_WORK REQUIRED_
Your task is to repeat the entries underneath exactly, minus the pictures.

_DATA SHOWN_

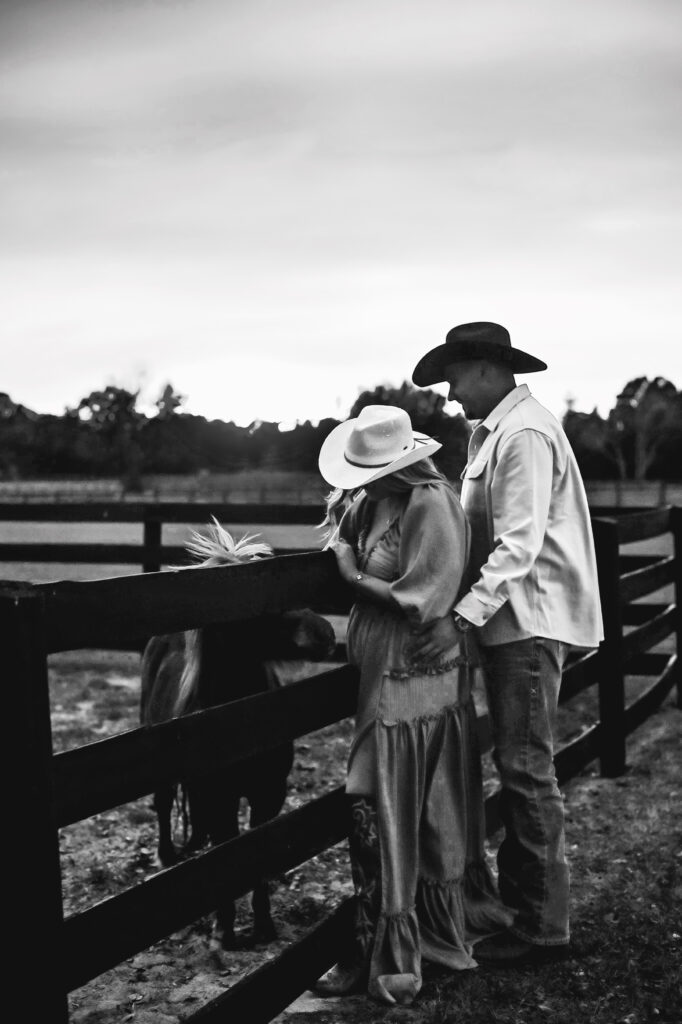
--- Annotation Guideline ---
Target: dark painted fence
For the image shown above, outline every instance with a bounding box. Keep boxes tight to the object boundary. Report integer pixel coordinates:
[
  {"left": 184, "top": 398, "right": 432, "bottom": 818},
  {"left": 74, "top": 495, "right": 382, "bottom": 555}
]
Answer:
[{"left": 3, "top": 505, "right": 681, "bottom": 1022}]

_EXERCISE RESPONSE_
--- Annotation Guideline ---
Target: dark painted fence
For the image shown above, outline every instance with a bounding box. Keep boxes tight to the object boundary. Report integer pixel coordinates:
[
  {"left": 184, "top": 398, "right": 432, "bottom": 818},
  {"left": 74, "top": 495, "right": 382, "bottom": 555}
]
Answer:
[{"left": 3, "top": 505, "right": 681, "bottom": 1022}]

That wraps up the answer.